▶ **WHAT IS REQUIRED**: Write out the part of the coronavirus passage starting with "Conclusion: I usually" and going on through "Holy Spirit. Amen.".

▶ **EXERCISE PASSAGE**:
*** Block opens ***

The coronavirus as a global pandemic is a classic spiritual attack originating from the world. We like to think we have it all figured out. We like to think that through human agency we can make just about anything happen in society and in the world. We like to think we are secure, blessed economically, socially, and in our health living in this stable and prosperous nation. The coronavirus is a threat from the world that shows us we don’t have it all figured out. It shows us that every moment of every day comes to us by the gracious providence of God.
If our hope is in anything in this world then the coronavirus will very quickly bring this misplaced hope to the surface. In one way God can and will use the coronavirus this Lent to show us some of our misplaced hopes: on our lifestyle, our supposed health security based our modern health system, whatever we might be placing our hope on, or fear losing, outside of God, God will use the coronavirus to show us that. One good thing that will come out of all this for each of us is God the Holy Spirit will open our mind see the people or things that we falsely put our hope in, in order to turn our hearts and hope to Jesus Christ our Lord and one true hope.
King Solomon writes in Proverbs chapter 3:5-6, “Trust in the Lord with all your heart, and lean not on your own understanding, in all your ways know him, and he will make your path straight.” What Solomon is saying here is trust that God has your highest good always in His heart. Lean on His love and care for you not on your own strength. In all your plans look to God and His Word for guidance and God will guide you.
Listen to Christ’s words of comfort for you: Read Luke 12:22-31. Jesus’ call to you and your heart is: “Place your trust and your hope in me. I am your God and I am your provider. Don’t worry about tomorrow, focus only on today. I am with you today in grace and mercy and I will be with you tomorrow. If you get sick, I will be with you. If you go to the hospital, I will be with you. The doctors are my servants even if they don’t know it. If you die, I have died on the cross in your place, to take your sins away and to share with you eternal life. Your body may die but you cannot die eternally because I rose from the dead. My love for you and my resurrection from the dead is the right place to put your hope. The coronavirus can’t touch the life you have in me: it’s eternal and unstoppable! The life you have in me through faith and Holy Baptism will result in your resurrection to the joys of my new creation which will never ever be touched by sickness or death. I am your hope. I am your future. I am the Saviour who watches over you-always.” As I have said to you, “Behold, I am with you always, to the end of the world.” (Mt 28:20)
Conclusion: I usually don’t tell humorous stories in sermons but I will tell you a short one now because it has to do with the coronavirus….President Trump explaining to reporters that he had not touched his face in several weeks… “I miss my face!” You and I may have to miss some comforts and freedoms we take for granted in the coming days for the sake of the common good. But no matter what the next few weeks and possibly even years of the coronavirus bring our way our Lord and Saviour is always with us. He is with us in His Word, He is with us in His Holy Sacraments and He is with us as we talk to Him in prayer. Christ is our hope, our confidence and our life! In the Name of the Father and of the Son and of the Holy Spirit. Amen.

*** Block closes ***

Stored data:
*** Block opens ***

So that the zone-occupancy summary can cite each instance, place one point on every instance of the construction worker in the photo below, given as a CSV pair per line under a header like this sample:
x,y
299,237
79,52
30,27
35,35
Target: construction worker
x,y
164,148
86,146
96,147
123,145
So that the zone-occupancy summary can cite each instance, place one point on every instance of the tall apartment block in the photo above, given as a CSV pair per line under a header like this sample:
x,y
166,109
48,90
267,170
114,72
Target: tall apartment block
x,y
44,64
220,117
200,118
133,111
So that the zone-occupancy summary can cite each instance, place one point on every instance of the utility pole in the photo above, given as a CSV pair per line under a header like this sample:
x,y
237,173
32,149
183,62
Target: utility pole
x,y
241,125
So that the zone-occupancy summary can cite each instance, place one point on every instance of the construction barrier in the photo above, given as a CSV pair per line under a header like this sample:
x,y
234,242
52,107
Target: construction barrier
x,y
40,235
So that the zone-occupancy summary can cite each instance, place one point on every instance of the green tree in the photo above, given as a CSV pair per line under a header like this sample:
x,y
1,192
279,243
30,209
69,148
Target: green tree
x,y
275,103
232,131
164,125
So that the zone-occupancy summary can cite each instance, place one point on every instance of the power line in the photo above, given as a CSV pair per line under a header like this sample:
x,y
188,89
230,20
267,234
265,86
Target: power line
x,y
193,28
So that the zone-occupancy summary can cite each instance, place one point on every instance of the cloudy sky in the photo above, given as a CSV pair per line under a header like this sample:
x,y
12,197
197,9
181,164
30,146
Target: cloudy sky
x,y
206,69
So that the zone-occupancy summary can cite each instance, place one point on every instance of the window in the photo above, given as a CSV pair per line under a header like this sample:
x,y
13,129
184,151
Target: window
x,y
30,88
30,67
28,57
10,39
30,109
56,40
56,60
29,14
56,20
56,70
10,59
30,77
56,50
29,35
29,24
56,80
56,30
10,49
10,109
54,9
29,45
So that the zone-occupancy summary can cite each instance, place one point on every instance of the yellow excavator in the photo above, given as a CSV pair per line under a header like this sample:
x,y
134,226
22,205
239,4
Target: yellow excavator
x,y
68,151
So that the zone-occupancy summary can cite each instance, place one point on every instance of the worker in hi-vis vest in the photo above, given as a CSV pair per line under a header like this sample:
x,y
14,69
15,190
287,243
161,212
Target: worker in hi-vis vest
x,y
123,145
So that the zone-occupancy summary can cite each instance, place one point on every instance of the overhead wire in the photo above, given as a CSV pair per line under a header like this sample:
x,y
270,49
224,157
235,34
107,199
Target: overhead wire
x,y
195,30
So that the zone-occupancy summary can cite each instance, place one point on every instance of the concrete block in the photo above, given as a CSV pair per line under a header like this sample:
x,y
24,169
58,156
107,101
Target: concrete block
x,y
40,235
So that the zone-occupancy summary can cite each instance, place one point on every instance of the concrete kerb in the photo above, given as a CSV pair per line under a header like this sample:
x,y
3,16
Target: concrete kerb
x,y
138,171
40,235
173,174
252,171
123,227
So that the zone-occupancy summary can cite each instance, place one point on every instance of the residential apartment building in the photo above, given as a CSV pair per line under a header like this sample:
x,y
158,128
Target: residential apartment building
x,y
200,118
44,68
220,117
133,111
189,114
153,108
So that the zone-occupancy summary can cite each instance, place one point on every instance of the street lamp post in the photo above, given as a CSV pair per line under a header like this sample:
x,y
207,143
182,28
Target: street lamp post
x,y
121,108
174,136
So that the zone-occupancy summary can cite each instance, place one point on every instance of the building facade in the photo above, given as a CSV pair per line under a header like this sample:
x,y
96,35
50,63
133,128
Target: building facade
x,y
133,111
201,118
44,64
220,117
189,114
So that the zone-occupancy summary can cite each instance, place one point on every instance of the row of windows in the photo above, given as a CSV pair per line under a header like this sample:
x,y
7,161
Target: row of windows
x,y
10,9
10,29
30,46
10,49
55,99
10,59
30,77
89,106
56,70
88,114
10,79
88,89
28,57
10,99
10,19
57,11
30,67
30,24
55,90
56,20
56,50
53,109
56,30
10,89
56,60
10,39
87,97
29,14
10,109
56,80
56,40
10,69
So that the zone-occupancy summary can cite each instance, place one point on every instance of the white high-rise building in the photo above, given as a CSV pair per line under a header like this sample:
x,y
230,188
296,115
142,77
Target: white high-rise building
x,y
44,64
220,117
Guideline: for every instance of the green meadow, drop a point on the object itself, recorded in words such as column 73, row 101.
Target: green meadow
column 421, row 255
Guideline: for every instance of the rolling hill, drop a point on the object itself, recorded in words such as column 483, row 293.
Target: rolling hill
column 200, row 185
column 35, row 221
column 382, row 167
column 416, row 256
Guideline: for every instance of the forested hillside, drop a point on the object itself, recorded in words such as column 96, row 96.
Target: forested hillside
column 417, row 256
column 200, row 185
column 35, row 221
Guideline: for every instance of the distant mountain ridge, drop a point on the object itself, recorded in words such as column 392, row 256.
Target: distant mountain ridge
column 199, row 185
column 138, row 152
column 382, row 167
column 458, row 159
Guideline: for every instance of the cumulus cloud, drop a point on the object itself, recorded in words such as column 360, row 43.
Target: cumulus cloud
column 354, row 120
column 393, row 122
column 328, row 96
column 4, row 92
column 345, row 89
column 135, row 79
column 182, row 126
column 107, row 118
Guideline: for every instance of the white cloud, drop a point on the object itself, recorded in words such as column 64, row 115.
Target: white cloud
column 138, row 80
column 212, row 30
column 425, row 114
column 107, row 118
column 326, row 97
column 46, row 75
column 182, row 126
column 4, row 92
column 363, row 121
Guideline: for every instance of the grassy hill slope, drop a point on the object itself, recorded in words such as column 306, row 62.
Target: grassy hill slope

*** Block closes ***

▶ **YOUR SOLUTION**:
Conclusion: I usually don’t tell humorous stories in sermons but I will tell you a short one now because it has to do with the coronavirus….President Trump explaining to reporters that he had not touched his face in several weeks… “I miss my face!” You and I may have to miss some comforts and freedoms we take for granted in the coming days for the sake of the common good. But no matter what the next few weeks and possibly even years of the coronavirus bring our way our Lord and Saviour is always with us. He is with us in His Word, He is with us in His Holy Sacraments and He is with us as we talk to Him in prayer. Christ is our hope, our confidence and our life! In the Name of the Father and of the Son and of the Holy Spirit. Amen.